# start of Data records

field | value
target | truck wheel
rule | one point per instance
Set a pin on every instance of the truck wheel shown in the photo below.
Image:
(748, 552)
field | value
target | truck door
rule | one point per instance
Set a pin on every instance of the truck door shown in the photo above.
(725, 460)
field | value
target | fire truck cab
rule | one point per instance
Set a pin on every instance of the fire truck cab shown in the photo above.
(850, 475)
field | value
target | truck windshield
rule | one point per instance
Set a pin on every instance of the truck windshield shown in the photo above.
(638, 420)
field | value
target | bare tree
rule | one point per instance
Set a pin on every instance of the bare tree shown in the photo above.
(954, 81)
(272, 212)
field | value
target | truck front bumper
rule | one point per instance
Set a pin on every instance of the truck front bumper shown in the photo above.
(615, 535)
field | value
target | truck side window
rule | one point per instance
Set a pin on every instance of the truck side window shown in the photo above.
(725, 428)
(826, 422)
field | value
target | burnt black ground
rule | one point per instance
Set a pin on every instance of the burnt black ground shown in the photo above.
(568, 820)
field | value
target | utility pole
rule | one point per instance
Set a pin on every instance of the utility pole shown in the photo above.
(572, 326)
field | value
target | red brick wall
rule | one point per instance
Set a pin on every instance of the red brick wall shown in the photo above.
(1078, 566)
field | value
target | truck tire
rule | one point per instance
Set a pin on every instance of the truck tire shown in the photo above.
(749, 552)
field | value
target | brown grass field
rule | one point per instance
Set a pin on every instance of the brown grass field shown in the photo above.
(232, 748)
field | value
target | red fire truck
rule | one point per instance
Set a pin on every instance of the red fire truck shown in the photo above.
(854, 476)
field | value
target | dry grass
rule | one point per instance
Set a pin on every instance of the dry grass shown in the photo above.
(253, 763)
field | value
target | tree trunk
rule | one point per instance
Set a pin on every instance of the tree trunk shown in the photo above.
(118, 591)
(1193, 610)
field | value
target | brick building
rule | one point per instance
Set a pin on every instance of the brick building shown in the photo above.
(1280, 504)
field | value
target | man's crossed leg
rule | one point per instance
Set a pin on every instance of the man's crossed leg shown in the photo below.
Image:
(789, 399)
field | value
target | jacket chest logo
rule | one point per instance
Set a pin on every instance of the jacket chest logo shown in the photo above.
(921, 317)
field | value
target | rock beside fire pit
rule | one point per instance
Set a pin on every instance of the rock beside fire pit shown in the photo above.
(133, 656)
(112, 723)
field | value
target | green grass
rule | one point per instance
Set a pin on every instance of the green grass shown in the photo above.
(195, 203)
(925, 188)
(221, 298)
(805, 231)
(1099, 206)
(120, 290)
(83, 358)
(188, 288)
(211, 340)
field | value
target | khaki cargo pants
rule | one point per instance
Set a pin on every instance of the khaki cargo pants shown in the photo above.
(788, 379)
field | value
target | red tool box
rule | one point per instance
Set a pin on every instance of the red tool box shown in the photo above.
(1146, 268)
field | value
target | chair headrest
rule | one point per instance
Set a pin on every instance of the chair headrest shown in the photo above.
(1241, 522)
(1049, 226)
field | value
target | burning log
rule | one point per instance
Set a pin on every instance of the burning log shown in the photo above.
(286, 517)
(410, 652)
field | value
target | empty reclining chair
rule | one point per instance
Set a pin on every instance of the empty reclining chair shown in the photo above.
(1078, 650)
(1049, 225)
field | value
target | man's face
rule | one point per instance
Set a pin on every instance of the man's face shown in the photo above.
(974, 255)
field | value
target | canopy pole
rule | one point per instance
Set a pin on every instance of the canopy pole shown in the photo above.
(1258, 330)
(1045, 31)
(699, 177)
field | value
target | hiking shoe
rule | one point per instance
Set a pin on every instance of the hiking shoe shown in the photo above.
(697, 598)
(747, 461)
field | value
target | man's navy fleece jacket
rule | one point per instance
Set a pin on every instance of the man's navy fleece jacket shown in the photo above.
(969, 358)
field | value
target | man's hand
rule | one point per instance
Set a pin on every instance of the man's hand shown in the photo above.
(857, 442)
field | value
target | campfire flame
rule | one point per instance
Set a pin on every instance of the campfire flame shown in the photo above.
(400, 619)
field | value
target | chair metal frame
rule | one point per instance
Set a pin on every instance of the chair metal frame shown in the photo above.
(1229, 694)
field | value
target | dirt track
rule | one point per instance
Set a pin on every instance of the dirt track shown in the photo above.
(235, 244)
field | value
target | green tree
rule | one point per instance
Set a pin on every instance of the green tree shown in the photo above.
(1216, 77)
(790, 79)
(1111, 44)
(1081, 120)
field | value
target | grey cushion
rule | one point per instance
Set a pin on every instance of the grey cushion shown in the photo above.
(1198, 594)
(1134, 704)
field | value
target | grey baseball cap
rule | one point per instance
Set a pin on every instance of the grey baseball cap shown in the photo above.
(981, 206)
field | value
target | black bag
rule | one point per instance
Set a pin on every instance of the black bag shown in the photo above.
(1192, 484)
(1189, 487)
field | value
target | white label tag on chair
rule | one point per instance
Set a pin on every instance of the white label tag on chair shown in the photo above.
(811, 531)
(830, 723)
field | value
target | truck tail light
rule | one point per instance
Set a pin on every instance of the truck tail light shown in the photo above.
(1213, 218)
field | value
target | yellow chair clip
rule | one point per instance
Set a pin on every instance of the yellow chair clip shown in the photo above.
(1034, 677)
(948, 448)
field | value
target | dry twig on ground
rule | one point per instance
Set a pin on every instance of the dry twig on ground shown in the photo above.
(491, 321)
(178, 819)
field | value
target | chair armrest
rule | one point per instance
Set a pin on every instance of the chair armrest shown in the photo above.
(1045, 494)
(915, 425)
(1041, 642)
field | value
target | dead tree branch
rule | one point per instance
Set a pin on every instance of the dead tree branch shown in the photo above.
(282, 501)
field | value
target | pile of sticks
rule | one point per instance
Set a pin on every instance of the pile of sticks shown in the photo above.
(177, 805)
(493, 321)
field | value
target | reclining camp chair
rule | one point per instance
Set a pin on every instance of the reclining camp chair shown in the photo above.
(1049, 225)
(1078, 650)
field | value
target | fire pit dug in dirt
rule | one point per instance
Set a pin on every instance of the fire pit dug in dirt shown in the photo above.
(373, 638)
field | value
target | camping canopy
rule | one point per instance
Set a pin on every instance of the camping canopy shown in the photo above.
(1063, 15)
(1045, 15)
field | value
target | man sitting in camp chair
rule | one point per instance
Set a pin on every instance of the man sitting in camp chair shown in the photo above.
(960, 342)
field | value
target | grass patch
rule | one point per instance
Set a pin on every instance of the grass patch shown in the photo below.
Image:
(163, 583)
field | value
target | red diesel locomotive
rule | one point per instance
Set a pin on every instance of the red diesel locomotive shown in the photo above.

# end of Data records

- **Task details**: Return all of the entries exactly as written.

- **Written response**:
field | value
target | truck wheel
rule | one point per instance
Set a pin on every instance of the truck wheel shown in the photo below.
Image:
(748, 552)
field | value
target | truck door
rule | one point per instance
Set a pin on every instance of the truck door shown in the photo above.
(725, 460)
field | value
target | fire truck cab
rule | one point per instance
Set a pin on every instance of the fire truck cab shown in the photo above.
(850, 475)
field | value
target | truck windshield
rule | one point per instance
Set a pin on every instance of the truck windshield shown in the photo above.
(638, 420)
field | value
target | bare tree
rule | one point per instance
Set a pin on every instance of the bare tree shown in the photo above.
(954, 81)
(272, 212)
field | value
target | truck front bumper
rule | one point per instance
Set a pin on every instance of the truck front bumper shown in the photo above.
(615, 535)
field | value
target | truck side window
rule | one point per instance
Set a pin on every instance of the truck side window shown in the photo above.
(725, 428)
(826, 422)
field | value
target | burnt black ground
rule | one point per instance
Set a pin on every instance of the burnt black ground shown in the photo above.
(568, 820)
field | value
target | utility pole
rule | one point per instance
Set a pin on every instance of the utility pole shown in the photo above.
(572, 326)
field | value
target | red brick wall
rule | one point per instance
Set a pin on every instance of the red brick wall shown in the photo above.
(1078, 566)
field | value
target | truck tire
rule | one point per instance
Set a pin on every instance of the truck tire shown in the photo above.
(749, 552)
field | value
target | brown grass field
rule | one point per instance
Set a pin on every instance of the brown grass field shown in the photo above.
(232, 748)
field | value
target | red fire truck
rule | one point per instance
Set a pin on every instance of the red fire truck shown in the photo above.
(854, 476)
field | value
target | dry grass
rule | one point per instance
Set a pin on every instance of the dry grass shown in the photo above.
(253, 763)
field | value
target | tree trunk
rule | one point per instance
Set a pin on every instance of the tree trunk shown in the photo above.
(118, 591)
(1193, 610)
field | value
target | brick building
rule | one point per instance
Set a pin on every instance of the brick building shown in the photo above.
(1280, 504)
field | value
target | man's crossed leg
rule | one point per instance
Set a pin on every instance of the man's crossed leg shown in the photo below.
Image:
(789, 399)
field | value
target | jacket chest logo
rule | one point per instance
Set a pin on every instance of the jacket chest logo shown in the photo above.
(921, 317)
field | value
target | rock beside fire pit
rule | one point per instance
Set a pin on every instance of the rock beside fire pit shown in the photo above.
(133, 656)
(112, 723)
field | value
target | green grass
rule | one point per instance
Set a pin on every instance of the green grass shown in the photo above.
(195, 203)
(925, 188)
(221, 298)
(805, 231)
(1099, 206)
(120, 290)
(83, 358)
(188, 288)
(211, 340)
field | value
target | khaki cargo pants
rule | one point per instance
Set a pin on every instance of the khaki cargo pants shown in the photo above.
(788, 379)
field | value
target | red tool box
rule | one point per instance
Set a pin on every instance of the red tool box shown in the photo above.
(1146, 268)
field | value
target | chair headrest
rule | one point per instance
Set a pin on every instance of the chair headrest shown in the photo above.
(1241, 522)
(1049, 226)
field | value
target | burning log
rule | one point per instance
Set a pin on every instance of the burning log shown in the photo above.
(286, 517)
(410, 652)
field | value
target | empty reclining chair
rule | one point per instance
Set a pin on every instance of the empty reclining chair shown in the photo above.
(1078, 650)
(1049, 225)
field | value
target | man's face
rule | one point per instance
Set a pin on every instance of the man's face shown in the photo above.
(974, 255)
field | value
target | canopy pole
rule | one point per instance
Set a pin on every instance of the canopy pole shown in the photo above.
(1258, 330)
(1045, 31)
(699, 177)
field | value
target | hiking shoe
rule | one point per instance
Set a pin on every instance of the hiking shoe shown in the photo above.
(697, 598)
(747, 461)
field | value
target | man's navy fleece jacket
rule | one point per instance
Set a pin on every instance of the man's navy fleece jacket shown in the photo above.
(969, 358)
field | value
target | man's hand
rule | one point per instance
Set a pin on every instance of the man's hand shown in the photo above.
(857, 442)
field | value
target | campfire flame
rule | one point per instance
Set a pin on every instance of the campfire flame shown in the photo above.
(400, 619)
field | value
target | chair metal frame
rule | one point per instance
Set a pin on every instance of the chair metal frame shown in the photo above.
(1229, 694)
field | value
target | dirt track
rule | one point per instance
Set a pin on every instance of the dirt track shown in the photo above.
(235, 244)
field | value
target | green tree
rule | one point per instance
Set a pin on every instance of the green tree shown in the photo above.
(1216, 77)
(790, 79)
(1111, 44)
(1081, 120)
field | value
target | grey cushion
rule | one point per instance
Set a pin on every instance of the grey cushion shown in the photo above.
(1198, 594)
(1134, 704)
field | value
target | grey baseball cap
rule | one point per instance
Set a pin on every instance of the grey baseball cap shown in the photo above.
(981, 206)
field | value
target | black bag
rule | one point per instance
Set a pin on every instance of the black bag shown in the photo above.
(1192, 484)
(1189, 487)
field | value
target | white label tag on chair
rule | one point per instance
Set a pin on every instance of the white label tag on chair shown in the photo above.
(811, 531)
(830, 723)
field | value
target | truck tail light
rule | one point per instance
Set a pin on every instance of the truck tail light shown in the photo above.
(1213, 218)
field | value
target | yellow chair clip
rule | one point per instance
Set a pin on every instance of the yellow chair clip shown in the photo above.
(1034, 677)
(948, 448)
field | value
target | dry twig on ground
rule | one point per instance
Set a pin on every instance of the dry twig on ground shown in the photo above.
(491, 321)
(178, 819)
field | value
target | chair armrest
rule | one point per instance
Set a pin on every instance of the chair armrest shown in the photo above.
(1045, 494)
(915, 425)
(1041, 642)
field | value
target | dead tree branch
rule | one point per instance
Set a pin on every instance of the dead tree branch shown in the photo above.
(282, 501)
field | value
target | pile of sticks
rule | one point per instance
Set a pin on every instance of the pile of sticks shown in the photo above.
(177, 805)
(493, 321)
field | value
target | reclining camp chair
rule | one point per instance
Set a pin on every instance of the reclining camp chair shown in the photo above.
(1049, 225)
(1078, 650)
field | value
target | fire pit dug in dirt
rule | one point per instance
Set a pin on every instance of the fire pit dug in dirt shown in the photo above.
(373, 638)
field | value
target | camping canopy
rule | one point per instance
Set a pin on every instance of the camping canopy shown in the photo above.
(1063, 15)
(1045, 15)
field | value
target | man sitting in camp chair
rule | one point per instance
Set a pin on every instance of the man sitting in camp chair shown in the photo above.
(960, 342)
field | value
target | grass patch
rule | one point per instance
Set a pin on every instance of the grass patch shown in the photo below.
Image:
(163, 583)
field | value
target | red diesel locomotive
rule | one point per instance
Set a pin on every instance of the red diesel locomotive shown in the photo above.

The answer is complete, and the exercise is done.